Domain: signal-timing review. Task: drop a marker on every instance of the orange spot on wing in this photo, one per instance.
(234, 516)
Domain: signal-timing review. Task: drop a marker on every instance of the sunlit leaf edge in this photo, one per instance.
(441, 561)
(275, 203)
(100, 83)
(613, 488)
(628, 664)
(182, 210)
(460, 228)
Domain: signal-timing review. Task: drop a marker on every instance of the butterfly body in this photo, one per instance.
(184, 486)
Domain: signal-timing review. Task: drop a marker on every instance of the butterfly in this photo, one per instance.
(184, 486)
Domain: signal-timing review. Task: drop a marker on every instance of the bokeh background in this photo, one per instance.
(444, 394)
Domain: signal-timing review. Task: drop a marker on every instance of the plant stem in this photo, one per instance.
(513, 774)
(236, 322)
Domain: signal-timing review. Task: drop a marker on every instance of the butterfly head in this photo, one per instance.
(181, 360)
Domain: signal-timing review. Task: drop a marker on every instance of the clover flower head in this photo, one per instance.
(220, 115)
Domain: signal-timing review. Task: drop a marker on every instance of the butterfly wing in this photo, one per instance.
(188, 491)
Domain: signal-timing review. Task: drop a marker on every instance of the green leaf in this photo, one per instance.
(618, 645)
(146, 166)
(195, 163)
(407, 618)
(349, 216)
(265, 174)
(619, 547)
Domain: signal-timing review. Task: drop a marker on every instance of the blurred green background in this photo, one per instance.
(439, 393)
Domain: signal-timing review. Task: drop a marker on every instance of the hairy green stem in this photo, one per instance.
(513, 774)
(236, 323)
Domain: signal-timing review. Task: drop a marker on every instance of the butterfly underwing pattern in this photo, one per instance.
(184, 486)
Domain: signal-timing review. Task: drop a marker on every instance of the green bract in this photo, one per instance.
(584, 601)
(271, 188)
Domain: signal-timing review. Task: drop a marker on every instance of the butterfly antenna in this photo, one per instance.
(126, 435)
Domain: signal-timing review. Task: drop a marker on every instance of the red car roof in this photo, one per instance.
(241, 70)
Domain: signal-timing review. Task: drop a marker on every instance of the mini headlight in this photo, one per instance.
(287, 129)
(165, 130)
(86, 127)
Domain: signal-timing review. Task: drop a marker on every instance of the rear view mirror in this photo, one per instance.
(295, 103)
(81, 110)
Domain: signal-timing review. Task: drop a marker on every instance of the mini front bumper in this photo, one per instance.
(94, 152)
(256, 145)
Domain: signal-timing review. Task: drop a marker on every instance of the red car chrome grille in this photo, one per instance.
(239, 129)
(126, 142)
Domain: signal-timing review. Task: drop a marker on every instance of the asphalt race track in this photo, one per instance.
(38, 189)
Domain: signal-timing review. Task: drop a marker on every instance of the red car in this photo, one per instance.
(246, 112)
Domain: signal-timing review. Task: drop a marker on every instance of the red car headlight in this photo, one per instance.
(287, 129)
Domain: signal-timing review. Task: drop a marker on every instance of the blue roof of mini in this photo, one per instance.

################

▸ **Stated exercise**
Pull every item above and reproduce each line word for word, leaving nothing out.

▸ **Result**
Domain: signal-timing review. Task: drop a marker on every instance of the orange spot on wing in this photo, one per instance.
(234, 516)
Domain: signal-timing review. Task: drop a marker on every instance of the sunlit leaf edge in this photo, one per instance.
(441, 561)
(275, 203)
(100, 83)
(613, 488)
(628, 664)
(182, 210)
(460, 228)
Domain: signal-timing review. Task: drop a marker on every instance of the butterfly body in this photo, one per instance.
(184, 486)
Domain: signal-timing review. Task: drop a marker on every instance of the butterfly in this photo, one per instance.
(184, 486)
Domain: signal-timing review. Task: drop a marker on every instance of the bokeh background in this photo, one per instance.
(444, 394)
Domain: signal-timing review. Task: drop a marker on every instance of the plant stem in this photo, one per instance.
(513, 774)
(236, 322)
Domain: signal-timing review. Task: drop a marker on every instance of the butterfly head in this photo, one per instance.
(181, 360)
Domain: signal-timing review. Task: drop a marker on every instance of the clover flower head in this photo, one per instance.
(220, 115)
Domain: signal-timing review. Task: drop a marker on every instance of the butterfly wing in this photo, one per instance.
(188, 491)
Domain: signal-timing review. Task: drop a marker on every instance of the green leaf in this photo, one per instance.
(618, 645)
(146, 166)
(195, 163)
(407, 618)
(349, 216)
(265, 174)
(619, 547)
Domain: signal-timing review. Task: drop a marker on every instance of the blurred green background in this photo, one per instance.
(439, 393)
Domain: signal-timing review. Task: drop a marker on every instance of the hairy green stem in this photo, one per instance.
(513, 774)
(236, 323)
Domain: signal-timing review. Task: drop a marker on every instance of the butterfly underwing pattern in this photo, one per instance.
(184, 486)
Domain: signal-timing review. Task: drop a marker on every instance of the green bract in this photo, one per instance.
(584, 601)
(271, 188)
Domain: signal-timing review. Task: drop a marker on every instance of the butterfly antenna in this photo, one per instance.
(126, 435)
Domain: signal-timing review. Task: drop a marker on every instance of the red car roof in this photo, one per instance.
(241, 70)
Domain: signal-timing review. Task: drop a marker on every instance of the mini headlight in this photo, one per instance.
(287, 129)
(165, 130)
(86, 127)
Domain: signal-timing review. Task: drop a marker on every instance of the rear view mirror in this photo, one per instance.
(295, 103)
(81, 110)
Domain: signal-timing review. Task: drop a marker on every instance of the mini front bumper in this photo, one per instance.
(94, 152)
(256, 145)
Domain: signal-timing review. Task: drop a marker on every instance of the red car chrome grille in this photo, one per instance.
(239, 129)
(126, 142)
Domain: signal-timing review. Task: drop a marker on every instance of the asphalt race track in this photo, one per instance.
(38, 189)
Domain: signal-timing review. Task: drop a marker on every instance of the red car in this photo, one per instance.
(246, 112)
Domain: signal-timing review. Task: drop a marker on every instance of the red car headlight in this photo, one per instance.
(287, 129)
Domain: signal-timing review. Task: drop a marker on every instance of the blue roof of mini in this photo, one per instance.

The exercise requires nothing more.